Minerals & Metallurgical Processing , 2013, Vol. 30, No. 1, pp. 18-23

Herrera-Urbina, R.; Pradip,; Fuerstenau, D.W.


ABSTRACT:

Measurements of the electrophoretic mobility of bastnaesite in aqueous solutions of sodium nitrate reveal that the isoelectric point (iep) of this cerium fluocarbonate occurs at about pH 9.3. These results also indicate that the pH affects significantly the electrophoretic mobility of bastnaesite, which becomes more positive as the pH decreases and more negative as the pH increases from the iep. Computations of solid-solution equilibria for the bastnaesite-H2O system closed to the atmosphere as a function of pH indicate that cerium fluoride precipitates in acidic solutions, whereas cerium hydroxide precipitates in alkaline solutions. When the initial amount of bastnaesite is fixed at 0.05 wt.% (the solids concentration used for electrokinetic experiments), these computations reveal that bastnaesite is the only solid phase in the pH range from 5.75 to 8.55, it coexists with CeF3(s) between pH 5.22 and pH 5.74, and with Ce(OH)3(s) between pH 8.56 and pH 10.12. Cerium fluoride and cerium hydroxide are the only solid phase below pH 5.2 and above pH 10.2, respectively. According to these computations, the dissolution-precipitation processes that occur when bastnaesite is equilibrated in aqueous solutions at different pH values determine the solid phases present in the system. In turn, these processes must affect the electrokinetic potential at the solid-solution interface, and they must be considered for explaining electrokinetic measurements as a function of pH when bastnaesite is the original solid phase in aqueous suspensions.

> Short task
According to the bastnaesite abstract, at about what pH is the isoelectric point of bastnaesite? The data after this point come from a separate, unrelated source.

> Record set
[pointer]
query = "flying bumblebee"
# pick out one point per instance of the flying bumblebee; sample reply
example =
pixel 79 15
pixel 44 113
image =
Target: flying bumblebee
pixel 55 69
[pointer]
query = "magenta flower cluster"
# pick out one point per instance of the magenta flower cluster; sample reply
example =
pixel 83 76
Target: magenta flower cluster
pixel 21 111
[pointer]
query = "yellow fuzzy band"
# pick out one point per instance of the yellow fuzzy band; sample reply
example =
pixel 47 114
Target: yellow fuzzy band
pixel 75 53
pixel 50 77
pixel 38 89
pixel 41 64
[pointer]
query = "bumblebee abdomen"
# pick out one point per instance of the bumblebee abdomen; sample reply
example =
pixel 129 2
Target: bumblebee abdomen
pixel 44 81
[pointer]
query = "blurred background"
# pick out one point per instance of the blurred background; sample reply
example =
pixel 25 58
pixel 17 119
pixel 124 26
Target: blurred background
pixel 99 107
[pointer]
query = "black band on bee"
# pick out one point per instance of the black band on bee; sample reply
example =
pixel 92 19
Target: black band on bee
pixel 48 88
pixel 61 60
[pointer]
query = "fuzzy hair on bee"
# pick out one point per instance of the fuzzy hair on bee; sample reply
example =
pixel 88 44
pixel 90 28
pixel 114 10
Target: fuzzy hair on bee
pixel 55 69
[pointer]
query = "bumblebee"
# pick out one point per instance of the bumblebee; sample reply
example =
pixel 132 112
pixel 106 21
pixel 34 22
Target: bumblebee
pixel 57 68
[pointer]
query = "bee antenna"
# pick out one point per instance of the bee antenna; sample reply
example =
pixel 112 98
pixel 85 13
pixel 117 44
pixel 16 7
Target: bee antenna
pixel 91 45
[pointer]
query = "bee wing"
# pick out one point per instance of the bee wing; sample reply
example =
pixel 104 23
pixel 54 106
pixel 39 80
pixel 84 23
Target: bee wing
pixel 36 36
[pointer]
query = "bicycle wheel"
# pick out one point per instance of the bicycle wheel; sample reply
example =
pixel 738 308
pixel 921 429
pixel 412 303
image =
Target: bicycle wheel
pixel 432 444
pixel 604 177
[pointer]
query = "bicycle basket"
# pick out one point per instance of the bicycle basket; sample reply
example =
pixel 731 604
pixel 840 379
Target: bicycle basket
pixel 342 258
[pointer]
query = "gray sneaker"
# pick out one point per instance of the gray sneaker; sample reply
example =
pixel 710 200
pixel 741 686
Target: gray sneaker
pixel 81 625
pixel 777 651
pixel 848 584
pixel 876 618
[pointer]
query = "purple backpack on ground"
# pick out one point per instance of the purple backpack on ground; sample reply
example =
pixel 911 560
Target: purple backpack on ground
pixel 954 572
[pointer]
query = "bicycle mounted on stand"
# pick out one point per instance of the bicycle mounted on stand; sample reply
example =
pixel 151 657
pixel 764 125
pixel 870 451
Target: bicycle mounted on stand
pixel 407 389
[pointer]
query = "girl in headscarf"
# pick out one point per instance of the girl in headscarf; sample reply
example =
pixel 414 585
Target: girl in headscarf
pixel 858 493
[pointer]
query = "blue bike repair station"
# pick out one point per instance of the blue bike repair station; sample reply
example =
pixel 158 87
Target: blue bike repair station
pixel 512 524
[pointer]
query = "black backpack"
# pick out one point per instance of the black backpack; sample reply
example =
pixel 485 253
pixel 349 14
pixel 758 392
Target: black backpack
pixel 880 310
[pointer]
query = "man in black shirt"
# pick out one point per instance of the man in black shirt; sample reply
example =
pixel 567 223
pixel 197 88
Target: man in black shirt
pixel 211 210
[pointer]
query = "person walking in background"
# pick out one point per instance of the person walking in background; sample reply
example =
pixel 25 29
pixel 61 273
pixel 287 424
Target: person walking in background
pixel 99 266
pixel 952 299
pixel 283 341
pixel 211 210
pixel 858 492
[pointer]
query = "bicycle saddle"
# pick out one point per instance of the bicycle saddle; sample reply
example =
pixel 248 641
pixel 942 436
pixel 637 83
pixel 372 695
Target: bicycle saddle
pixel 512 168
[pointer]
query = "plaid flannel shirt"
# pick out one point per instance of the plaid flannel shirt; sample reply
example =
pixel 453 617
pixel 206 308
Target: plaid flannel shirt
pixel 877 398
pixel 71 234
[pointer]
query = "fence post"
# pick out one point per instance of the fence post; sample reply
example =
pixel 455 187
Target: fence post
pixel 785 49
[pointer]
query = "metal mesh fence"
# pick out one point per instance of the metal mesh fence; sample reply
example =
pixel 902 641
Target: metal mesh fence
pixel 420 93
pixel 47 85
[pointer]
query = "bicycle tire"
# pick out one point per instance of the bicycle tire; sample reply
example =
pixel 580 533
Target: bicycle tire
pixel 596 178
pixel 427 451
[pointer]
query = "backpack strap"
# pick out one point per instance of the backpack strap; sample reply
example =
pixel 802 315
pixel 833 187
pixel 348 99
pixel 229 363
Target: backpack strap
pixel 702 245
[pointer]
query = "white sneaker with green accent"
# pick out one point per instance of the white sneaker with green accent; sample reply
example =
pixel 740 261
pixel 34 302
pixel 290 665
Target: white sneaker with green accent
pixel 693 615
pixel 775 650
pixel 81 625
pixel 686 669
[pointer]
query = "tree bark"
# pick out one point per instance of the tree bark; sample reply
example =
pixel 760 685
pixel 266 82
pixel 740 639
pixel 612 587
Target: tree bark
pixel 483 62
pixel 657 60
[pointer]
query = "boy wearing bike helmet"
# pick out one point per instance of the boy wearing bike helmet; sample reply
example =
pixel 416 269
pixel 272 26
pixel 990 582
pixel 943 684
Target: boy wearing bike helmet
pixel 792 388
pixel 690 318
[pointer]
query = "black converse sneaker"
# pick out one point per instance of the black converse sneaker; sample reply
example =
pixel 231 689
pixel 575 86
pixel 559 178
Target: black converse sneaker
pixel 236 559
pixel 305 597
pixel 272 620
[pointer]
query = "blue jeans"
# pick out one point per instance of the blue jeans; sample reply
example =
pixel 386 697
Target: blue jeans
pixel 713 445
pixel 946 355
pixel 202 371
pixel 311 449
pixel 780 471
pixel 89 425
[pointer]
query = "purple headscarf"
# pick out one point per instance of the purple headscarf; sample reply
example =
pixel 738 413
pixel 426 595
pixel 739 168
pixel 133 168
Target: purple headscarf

> Final answer
At about pH 9.3.